| SHORT TASK |
Reproduce every entry below verbatim, leaving out the pictures.

──────────

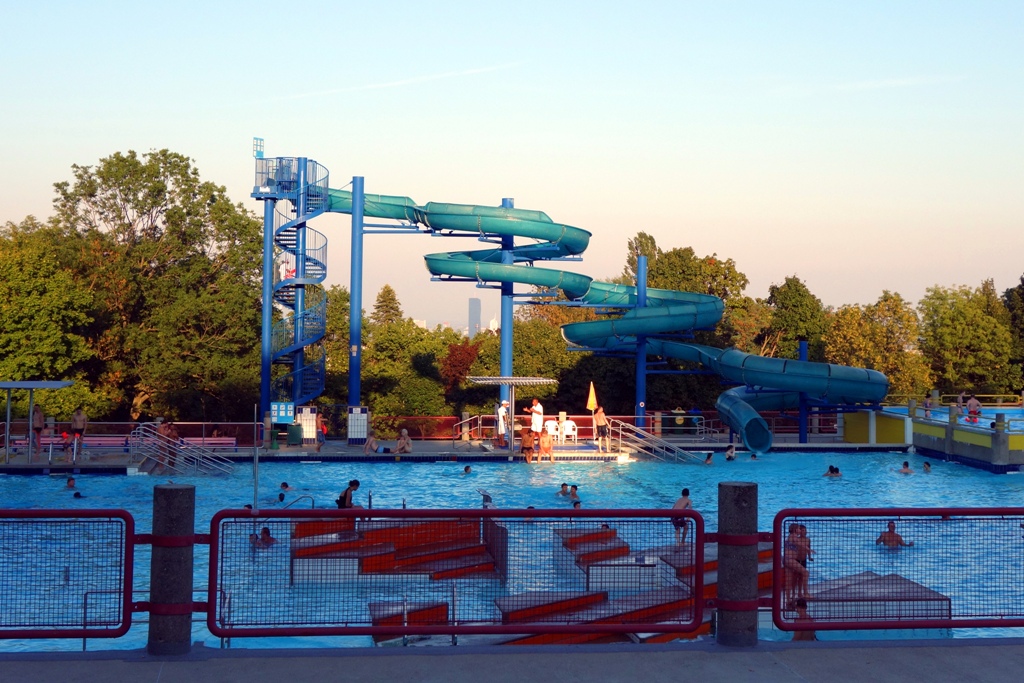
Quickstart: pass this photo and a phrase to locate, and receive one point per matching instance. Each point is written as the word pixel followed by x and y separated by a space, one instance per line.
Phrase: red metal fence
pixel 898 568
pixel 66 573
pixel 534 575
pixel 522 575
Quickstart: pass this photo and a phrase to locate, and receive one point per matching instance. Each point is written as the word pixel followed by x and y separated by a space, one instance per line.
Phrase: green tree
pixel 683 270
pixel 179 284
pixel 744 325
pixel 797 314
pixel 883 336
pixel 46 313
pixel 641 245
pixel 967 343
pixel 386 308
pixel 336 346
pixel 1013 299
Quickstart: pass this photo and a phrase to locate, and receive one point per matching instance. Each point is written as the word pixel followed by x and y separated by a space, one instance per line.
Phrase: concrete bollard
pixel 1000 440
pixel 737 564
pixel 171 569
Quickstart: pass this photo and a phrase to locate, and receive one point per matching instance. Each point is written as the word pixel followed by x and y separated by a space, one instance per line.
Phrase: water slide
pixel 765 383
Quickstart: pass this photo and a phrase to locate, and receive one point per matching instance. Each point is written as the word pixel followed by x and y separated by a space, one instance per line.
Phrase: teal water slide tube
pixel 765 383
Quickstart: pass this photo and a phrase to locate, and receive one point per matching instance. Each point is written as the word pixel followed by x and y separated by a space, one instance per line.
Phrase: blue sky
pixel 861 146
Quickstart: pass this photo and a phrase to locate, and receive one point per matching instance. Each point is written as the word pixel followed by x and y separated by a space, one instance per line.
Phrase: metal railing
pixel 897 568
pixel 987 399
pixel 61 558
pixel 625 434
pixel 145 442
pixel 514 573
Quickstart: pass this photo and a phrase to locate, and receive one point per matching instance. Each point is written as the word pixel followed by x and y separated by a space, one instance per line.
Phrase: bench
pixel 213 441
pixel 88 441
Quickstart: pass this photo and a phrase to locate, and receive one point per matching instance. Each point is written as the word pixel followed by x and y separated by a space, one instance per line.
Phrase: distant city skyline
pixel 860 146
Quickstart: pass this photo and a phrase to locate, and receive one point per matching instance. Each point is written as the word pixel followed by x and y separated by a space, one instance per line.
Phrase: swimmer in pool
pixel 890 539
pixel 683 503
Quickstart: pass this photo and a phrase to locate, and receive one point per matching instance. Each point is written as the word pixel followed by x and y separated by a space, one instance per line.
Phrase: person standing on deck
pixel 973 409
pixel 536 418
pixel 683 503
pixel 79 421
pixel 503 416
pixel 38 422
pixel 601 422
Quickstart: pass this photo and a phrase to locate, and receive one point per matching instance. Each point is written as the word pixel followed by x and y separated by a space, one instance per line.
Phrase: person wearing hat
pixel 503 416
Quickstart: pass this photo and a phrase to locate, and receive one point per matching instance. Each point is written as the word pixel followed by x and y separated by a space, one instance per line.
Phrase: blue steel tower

──────────

| TASK RESPONSE |
Quickstart: pass this photo and a phrase to locate, and receive one point per matching instance. Each point is written as the word pixel followed by x and y separated by a space, one instance per line.
Phrase: red metal fence
pixel 898 568
pixel 66 573
pixel 534 575
pixel 522 575
Quickstart: pass this photo and a phrase to locate, and receive one point per matching instance. Each point is written as the word pixel followed by x and y separated by a space, one instance per line.
Phrase: green tree
pixel 683 270
pixel 179 284
pixel 744 325
pixel 797 314
pixel 883 336
pixel 46 313
pixel 641 245
pixel 967 343
pixel 386 308
pixel 336 346
pixel 1013 299
Quickstart: pass this photo and a phrase to locate, and receive one point per matching instance. Each point is written as the word pixel followed by x and y separated by a space, one instance per line.
Phrase: concrete bollard
pixel 1000 440
pixel 737 564
pixel 171 569
Quickstart: pass this photo and a phrase to locate, and receive one point per matching instance. Each point is written as the word pixel followed by x and y separated by a space, one instance per line.
Phrase: water slide
pixel 765 383
Quickstart: pass this photo and a phrase to locate, and receive one point per matching instance. Each point is written as the word pixel followed by x and y separated by a space, one instance per line.
Phrase: teal water slide tube
pixel 765 383
Quickstart: pass this photo and a phrase to locate, and receive one point per matching instance. Each point is written as the word pixel followed by x and y separated by a space, one instance per line.
Phrase: blue sky
pixel 861 146
Quickstart: pass this photo and a phrase to locate, and receive one point per matching instance. Each point is written as the word pixel followed by x and y separated by a space, one instance per line.
Phrase: metal railing
pixel 897 568
pixel 987 399
pixel 61 558
pixel 625 434
pixel 145 442
pixel 514 573
Quickstart: pass this photo and a phrase to locate, and receive one point per matching instance. Each point is written as the word pixel followed by x and y separated by a space, one instance per line.
Phrase: bench
pixel 213 441
pixel 88 441
Quickstart: pass this photo and a phrase to locate, and receive one point per matching instance. Each point is written as the word pixel followed by x and y separated by a space, one instance per line.
Phrase: distant city skyline
pixel 860 146
Quickstart: pass this photo and a phrase to locate, and receive one point per matching instance. Each point is written as the word pixel followed by x and y separated by a space, one instance per line.
Phrase: swimmer in pool
pixel 890 539
pixel 683 503
Quickstart: pass this photo and a phrase to locate, and receive one point per matching instance. Each point is written as the word pixel followed by x and y separated by a space, one instance per line.
Phrase: person standing on deck
pixel 973 409
pixel 536 418
pixel 683 503
pixel 79 421
pixel 503 416
pixel 38 422
pixel 601 422
Quickstart: pass this photo and a phrase to locate, and receive one point per matching instance. Each point is written as the word pixel followed by x and y separated by a space, one instance per line.
Phrase: person wearing hat
pixel 503 416
Quickstart: pass this photo and a phrase to locate, and receive one point per matching instance. Each point is written as the word pixel followed by x and y separated by a space, one instance per line.
Phrase: blue steel tower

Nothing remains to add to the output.